# [Collected data entries]

------------------------------------

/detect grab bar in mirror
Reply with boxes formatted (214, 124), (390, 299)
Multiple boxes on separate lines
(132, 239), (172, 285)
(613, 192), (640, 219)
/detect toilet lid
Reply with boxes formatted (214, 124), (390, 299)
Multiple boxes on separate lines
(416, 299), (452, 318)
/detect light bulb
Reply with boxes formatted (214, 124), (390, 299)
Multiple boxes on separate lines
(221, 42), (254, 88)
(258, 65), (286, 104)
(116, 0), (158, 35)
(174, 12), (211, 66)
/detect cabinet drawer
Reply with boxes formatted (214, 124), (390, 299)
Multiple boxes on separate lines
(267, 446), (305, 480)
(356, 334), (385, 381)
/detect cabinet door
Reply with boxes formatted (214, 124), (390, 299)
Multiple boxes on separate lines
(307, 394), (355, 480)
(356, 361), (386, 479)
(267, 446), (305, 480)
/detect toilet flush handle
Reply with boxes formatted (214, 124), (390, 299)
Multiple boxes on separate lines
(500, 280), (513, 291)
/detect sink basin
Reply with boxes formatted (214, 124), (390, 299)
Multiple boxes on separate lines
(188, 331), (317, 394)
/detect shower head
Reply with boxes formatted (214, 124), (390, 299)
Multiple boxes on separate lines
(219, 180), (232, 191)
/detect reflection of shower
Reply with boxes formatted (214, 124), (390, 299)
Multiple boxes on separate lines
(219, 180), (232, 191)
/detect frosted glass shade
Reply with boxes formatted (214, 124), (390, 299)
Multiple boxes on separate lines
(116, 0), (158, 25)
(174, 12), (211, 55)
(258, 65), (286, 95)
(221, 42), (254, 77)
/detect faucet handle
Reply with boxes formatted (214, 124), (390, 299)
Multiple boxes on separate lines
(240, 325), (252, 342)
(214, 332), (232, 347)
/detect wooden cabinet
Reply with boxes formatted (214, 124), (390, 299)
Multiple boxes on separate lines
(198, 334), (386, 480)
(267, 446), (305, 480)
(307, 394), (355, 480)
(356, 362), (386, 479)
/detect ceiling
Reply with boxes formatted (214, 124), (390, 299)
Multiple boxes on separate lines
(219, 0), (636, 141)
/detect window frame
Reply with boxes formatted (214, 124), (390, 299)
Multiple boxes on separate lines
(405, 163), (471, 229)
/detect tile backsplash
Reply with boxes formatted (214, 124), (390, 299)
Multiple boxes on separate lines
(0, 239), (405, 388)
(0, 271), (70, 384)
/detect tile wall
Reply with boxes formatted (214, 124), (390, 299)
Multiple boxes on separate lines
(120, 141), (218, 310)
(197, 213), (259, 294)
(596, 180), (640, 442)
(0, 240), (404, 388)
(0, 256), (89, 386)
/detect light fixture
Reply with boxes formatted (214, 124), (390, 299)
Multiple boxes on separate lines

------------------------------------

# [What the task asks]
Within the entries above, work out the number of lines that include the string "tile" and give only that.

# [Result of this task]
2